Photo-based referring expression data ->
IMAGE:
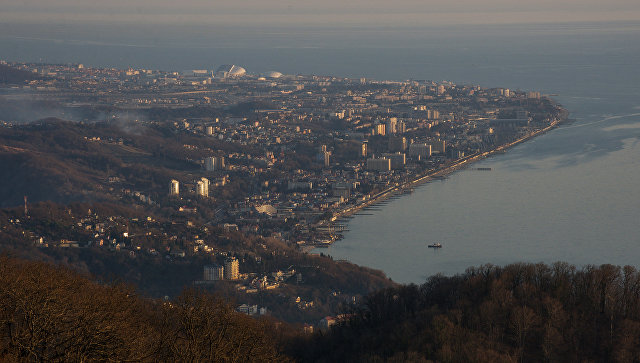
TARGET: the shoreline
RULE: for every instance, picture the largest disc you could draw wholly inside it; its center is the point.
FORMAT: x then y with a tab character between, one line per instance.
428	176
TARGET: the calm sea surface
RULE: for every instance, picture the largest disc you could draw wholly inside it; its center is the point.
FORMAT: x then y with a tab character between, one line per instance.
571	195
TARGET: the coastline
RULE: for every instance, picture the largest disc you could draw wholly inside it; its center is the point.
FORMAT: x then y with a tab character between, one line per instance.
431	175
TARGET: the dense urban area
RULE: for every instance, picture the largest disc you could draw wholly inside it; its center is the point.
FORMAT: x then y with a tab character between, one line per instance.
230	182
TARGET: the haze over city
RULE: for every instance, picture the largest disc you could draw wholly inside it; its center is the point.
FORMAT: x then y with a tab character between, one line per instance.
318	13
316	181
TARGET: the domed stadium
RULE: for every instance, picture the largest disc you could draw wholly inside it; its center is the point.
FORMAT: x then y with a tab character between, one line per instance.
231	70
273	74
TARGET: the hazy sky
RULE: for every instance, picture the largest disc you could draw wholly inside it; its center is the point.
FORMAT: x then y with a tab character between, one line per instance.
314	12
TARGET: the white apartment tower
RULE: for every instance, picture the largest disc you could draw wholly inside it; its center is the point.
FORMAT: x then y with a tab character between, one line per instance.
174	188
203	187
231	269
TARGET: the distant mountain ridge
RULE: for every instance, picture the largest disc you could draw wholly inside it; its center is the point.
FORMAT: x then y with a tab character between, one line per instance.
10	75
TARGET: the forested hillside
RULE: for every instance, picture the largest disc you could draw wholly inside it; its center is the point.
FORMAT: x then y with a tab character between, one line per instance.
51	314
517	313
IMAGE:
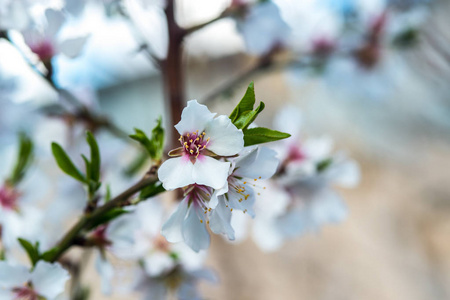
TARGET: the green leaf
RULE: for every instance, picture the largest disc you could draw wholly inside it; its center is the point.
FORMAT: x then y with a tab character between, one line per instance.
65	164
136	164
261	135
246	104
247	118
406	38
32	251
151	190
47	255
107	217
155	145
82	293
24	159
94	173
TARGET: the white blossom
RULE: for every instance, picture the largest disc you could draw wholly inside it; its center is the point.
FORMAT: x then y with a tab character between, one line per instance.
44	280
203	137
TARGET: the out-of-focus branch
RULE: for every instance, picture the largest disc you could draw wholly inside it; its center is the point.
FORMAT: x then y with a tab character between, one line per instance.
121	200
82	112
265	62
173	70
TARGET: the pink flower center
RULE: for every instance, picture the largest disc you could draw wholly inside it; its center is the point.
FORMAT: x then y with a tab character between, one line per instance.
25	293
161	243
199	195
193	143
8	197
43	49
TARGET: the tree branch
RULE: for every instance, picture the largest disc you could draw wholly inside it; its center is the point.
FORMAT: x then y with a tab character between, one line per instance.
121	200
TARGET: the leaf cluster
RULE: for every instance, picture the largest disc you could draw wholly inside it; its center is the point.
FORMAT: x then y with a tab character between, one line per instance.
91	177
244	115
24	159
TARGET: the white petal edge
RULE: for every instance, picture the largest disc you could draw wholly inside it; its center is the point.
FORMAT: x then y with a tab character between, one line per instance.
176	172
259	163
171	230
49	279
225	138
12	275
220	220
210	172
194	117
194	232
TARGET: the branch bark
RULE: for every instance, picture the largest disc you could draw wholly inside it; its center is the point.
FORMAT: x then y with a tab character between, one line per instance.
70	238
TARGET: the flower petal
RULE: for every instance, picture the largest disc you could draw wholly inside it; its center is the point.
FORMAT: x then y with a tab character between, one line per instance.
12	276
194	117
261	163
289	119
49	279
158	263
55	19
266	235
176	172
225	138
106	272
345	173
194	232
210	172
220	219
171	230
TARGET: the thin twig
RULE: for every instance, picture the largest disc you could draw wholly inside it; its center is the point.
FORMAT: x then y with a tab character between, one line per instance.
69	239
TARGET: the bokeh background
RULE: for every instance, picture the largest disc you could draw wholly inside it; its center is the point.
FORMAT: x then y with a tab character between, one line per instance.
394	243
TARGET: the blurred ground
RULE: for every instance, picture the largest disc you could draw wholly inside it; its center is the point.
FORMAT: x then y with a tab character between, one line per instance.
395	243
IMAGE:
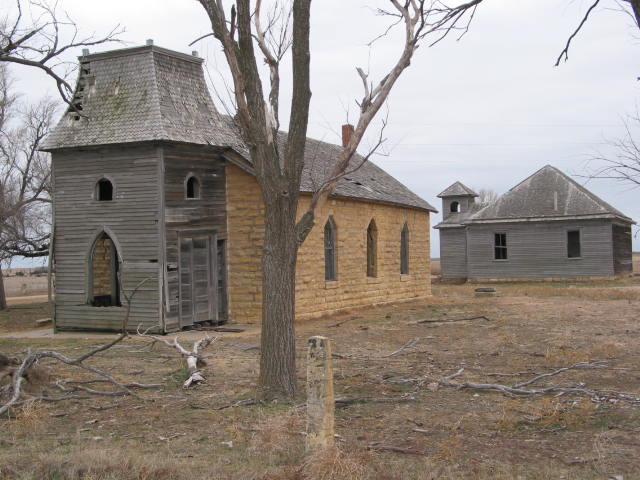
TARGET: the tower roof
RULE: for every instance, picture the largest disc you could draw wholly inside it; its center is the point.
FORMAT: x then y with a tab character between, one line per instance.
142	94
149	93
457	190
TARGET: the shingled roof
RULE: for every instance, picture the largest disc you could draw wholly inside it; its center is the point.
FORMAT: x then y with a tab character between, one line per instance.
149	93
457	190
142	94
548	194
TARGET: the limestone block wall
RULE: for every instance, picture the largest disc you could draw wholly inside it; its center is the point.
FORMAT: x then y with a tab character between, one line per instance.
314	295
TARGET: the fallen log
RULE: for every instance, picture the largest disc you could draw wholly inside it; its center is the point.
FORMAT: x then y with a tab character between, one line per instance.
448	320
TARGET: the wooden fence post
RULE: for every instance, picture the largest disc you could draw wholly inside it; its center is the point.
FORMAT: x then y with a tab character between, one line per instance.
320	399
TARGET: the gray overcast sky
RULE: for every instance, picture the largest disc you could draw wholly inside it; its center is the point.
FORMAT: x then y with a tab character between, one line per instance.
487	110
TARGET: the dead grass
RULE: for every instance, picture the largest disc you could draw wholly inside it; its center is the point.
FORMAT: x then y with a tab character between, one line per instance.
95	464
23	317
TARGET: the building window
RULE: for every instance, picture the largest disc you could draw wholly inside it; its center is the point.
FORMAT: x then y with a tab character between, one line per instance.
330	257
372	250
404	250
104	285
500	246
193	187
104	190
573	244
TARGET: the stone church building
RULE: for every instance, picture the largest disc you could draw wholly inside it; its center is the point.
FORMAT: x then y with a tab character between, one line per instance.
155	200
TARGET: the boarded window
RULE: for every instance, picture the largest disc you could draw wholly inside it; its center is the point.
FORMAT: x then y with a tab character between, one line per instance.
193	187
104	286
500	246
330	257
404	250
372	250
573	244
104	190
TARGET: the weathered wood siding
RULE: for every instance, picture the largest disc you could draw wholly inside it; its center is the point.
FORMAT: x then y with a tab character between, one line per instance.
130	219
208	212
453	252
539	250
622	251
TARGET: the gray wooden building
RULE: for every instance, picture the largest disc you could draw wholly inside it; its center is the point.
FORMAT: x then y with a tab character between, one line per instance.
547	226
140	193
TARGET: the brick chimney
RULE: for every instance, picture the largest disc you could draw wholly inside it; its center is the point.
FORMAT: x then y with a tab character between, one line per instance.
347	132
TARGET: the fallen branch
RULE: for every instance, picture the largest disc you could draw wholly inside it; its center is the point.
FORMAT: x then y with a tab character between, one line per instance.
345	402
391	448
193	357
519	390
448	320
240	403
69	387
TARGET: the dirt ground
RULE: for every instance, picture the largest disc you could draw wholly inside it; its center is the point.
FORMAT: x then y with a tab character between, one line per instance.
422	430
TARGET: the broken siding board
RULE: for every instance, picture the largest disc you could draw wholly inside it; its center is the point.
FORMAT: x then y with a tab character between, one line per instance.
539	250
130	220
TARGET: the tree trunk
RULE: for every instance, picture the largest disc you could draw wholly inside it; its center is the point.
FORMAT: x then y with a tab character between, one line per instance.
3	297
277	360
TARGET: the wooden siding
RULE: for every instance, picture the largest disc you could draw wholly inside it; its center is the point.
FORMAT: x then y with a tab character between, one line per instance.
539	250
130	219
453	252
206	213
622	255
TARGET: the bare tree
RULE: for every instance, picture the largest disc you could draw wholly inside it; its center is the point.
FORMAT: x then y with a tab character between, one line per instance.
278	157
631	7
624	165
25	178
34	33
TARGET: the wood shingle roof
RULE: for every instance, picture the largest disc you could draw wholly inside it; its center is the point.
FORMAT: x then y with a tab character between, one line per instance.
149	93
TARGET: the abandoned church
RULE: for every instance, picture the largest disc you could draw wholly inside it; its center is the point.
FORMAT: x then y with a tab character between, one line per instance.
546	227
156	208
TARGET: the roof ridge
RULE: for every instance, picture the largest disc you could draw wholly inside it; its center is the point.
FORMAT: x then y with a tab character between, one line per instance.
156	111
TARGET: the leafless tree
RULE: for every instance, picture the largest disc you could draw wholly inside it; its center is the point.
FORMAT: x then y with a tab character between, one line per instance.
34	33
278	157
631	7
624	164
25	179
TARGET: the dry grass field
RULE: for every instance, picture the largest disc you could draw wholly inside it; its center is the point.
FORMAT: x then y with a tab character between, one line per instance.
423	430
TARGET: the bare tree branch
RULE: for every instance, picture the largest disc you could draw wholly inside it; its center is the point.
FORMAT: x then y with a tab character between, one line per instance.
565	51
40	38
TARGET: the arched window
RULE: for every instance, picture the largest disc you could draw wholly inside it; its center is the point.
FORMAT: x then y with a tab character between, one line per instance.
404	250
104	190
104	286
193	187
372	249
330	253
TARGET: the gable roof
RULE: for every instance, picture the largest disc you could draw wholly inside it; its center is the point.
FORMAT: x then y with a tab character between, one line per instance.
149	93
458	189
547	194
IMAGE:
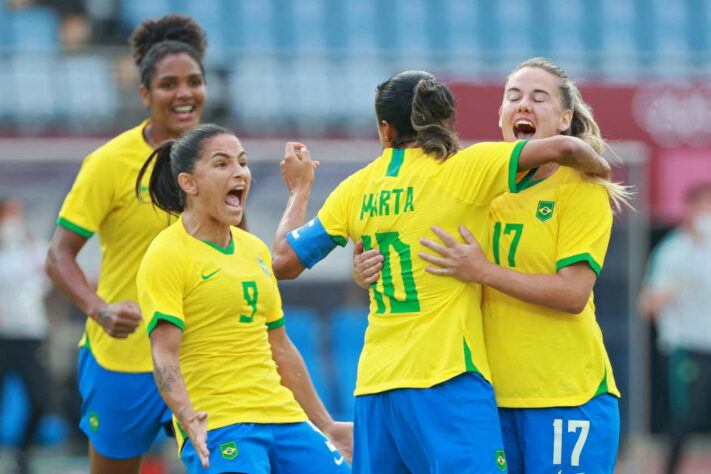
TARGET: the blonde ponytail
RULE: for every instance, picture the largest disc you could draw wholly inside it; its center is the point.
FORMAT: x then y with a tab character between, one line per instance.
583	126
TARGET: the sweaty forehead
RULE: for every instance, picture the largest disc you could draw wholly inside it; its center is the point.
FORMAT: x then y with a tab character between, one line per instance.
531	79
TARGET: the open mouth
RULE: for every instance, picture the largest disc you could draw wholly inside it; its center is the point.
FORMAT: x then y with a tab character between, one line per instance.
184	109
235	198
524	129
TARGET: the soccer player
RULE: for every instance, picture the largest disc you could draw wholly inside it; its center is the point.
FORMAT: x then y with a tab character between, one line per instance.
424	402
216	324
552	376
122	410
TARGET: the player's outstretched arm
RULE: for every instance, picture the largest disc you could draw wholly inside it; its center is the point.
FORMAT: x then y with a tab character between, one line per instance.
165	348
118	319
298	172
566	151
568	290
295	376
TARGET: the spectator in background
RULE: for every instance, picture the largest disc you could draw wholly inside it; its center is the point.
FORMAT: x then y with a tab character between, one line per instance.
23	320
677	295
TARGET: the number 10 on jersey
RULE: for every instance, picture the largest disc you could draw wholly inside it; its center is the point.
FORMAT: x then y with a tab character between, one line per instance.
392	247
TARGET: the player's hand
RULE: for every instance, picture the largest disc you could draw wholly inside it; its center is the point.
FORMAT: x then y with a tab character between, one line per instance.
196	429
340	433
463	261
366	265
120	319
297	168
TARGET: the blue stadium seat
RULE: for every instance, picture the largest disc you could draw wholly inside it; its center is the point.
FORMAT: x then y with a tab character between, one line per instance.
348	331
253	91
89	90
34	30
135	11
14	410
303	326
33	86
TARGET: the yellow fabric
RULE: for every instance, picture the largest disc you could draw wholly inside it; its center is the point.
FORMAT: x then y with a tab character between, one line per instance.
103	200
418	322
223	302
540	357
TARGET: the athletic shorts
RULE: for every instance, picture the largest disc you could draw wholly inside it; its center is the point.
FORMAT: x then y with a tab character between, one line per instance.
450	428
121	413
563	439
263	448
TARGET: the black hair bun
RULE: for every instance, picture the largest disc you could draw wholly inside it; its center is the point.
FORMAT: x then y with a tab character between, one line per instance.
170	27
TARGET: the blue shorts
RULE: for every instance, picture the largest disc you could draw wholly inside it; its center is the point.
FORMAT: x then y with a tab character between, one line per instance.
262	448
563	439
121	413
450	428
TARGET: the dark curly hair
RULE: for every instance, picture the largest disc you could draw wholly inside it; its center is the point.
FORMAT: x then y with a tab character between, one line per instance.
152	40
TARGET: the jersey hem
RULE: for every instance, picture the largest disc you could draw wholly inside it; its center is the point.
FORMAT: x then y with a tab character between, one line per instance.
61	221
276	324
157	316
417	383
582	257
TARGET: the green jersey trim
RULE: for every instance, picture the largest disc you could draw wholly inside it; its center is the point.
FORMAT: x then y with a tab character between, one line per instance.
276	324
398	156
602	389
227	251
513	165
582	257
468	362
74	228
165	317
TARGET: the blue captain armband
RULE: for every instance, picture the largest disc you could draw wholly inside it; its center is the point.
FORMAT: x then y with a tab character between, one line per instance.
311	242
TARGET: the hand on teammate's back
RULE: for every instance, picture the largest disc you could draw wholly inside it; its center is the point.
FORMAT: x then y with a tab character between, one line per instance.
119	319
464	261
341	435
366	265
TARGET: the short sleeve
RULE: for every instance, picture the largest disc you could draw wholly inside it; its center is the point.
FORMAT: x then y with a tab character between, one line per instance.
333	215
585	223
161	282
483	171
90	198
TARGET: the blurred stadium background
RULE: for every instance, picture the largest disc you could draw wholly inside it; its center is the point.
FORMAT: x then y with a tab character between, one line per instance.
307	70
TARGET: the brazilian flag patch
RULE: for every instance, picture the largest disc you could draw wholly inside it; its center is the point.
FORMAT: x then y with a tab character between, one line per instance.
501	459
545	210
229	450
93	421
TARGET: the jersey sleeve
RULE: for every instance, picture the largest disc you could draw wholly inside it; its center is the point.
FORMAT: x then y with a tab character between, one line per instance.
161	282
585	223
318	237
483	171
90	198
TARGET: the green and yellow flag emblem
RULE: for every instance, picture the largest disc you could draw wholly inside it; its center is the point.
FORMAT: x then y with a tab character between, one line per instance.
545	210
229	450
501	459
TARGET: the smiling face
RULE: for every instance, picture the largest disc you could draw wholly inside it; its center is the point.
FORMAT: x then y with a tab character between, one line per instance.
177	95
532	106
218	185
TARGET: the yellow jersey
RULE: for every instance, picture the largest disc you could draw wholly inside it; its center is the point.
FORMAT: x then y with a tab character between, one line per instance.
103	200
541	357
224	301
422	329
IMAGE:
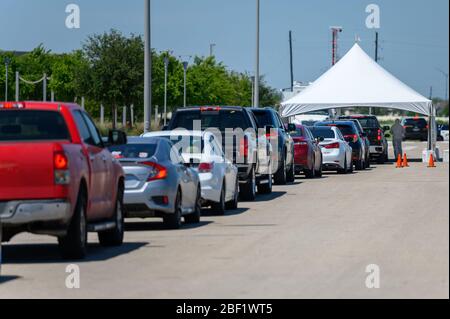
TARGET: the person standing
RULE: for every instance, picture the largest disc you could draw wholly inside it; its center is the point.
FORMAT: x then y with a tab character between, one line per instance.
398	134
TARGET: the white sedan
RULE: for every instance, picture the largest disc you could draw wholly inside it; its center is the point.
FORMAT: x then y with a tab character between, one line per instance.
337	153
218	175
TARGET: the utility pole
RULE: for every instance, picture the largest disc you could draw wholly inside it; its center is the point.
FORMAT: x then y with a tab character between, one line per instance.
256	97
17	86
147	69
166	67
7	61
291	61
211	49
334	52
376	46
185	66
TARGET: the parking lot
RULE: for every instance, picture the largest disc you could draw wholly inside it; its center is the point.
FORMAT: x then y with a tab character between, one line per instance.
312	239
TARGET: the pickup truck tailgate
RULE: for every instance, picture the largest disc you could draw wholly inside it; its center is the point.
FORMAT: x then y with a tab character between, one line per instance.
26	170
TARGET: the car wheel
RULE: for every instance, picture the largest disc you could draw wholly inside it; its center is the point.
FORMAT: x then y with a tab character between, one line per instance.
310	173
291	174
247	191
74	244
219	208
319	172
345	169
266	188
173	221
233	204
114	237
280	177
194	218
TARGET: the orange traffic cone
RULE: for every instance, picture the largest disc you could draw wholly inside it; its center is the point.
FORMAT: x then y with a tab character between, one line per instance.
405	161
399	161
431	163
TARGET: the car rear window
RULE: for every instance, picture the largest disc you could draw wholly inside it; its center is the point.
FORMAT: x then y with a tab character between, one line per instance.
416	122
325	132
264	118
32	125
222	119
133	150
368	122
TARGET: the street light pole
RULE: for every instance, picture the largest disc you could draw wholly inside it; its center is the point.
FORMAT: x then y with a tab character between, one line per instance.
166	67
256	93
185	66
7	61
147	69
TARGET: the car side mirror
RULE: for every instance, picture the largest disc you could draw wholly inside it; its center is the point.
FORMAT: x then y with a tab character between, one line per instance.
291	127
268	129
117	137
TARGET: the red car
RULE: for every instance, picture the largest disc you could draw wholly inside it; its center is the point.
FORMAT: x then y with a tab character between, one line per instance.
307	153
56	176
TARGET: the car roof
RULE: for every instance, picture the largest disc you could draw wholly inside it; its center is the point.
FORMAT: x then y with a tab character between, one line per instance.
179	132
45	106
195	108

EXERCISE DIRECTIONS -> The reply should hold only the lines from the first line of the records above through the line containing "TARGET: the dense urban area", copied exactly and without pictures.

RESPONSE FOR THIS EXERCISE ->
IMAGE:
TARGET: the shoreline
RULE: for every instance, picture the largest disc you could draw wholly inside it; its center is the point.
FORMAT: x then y with a tab character between, one line per instance.
428	176
TARGET: the calm sea surface
RULE: for every instance, picture the largest disc you could draw wholly inside it; its center is the point.
FORMAT: x then y with a tab character between, one line per instance.
571	195
TARGET: the coastline
RULE: for every instance, picture the largest disc you could draw wholly inside it; its center is the point.
FORMAT: x then y with a tab character between, one line per instance.
431	175
TARGET: the dense urban area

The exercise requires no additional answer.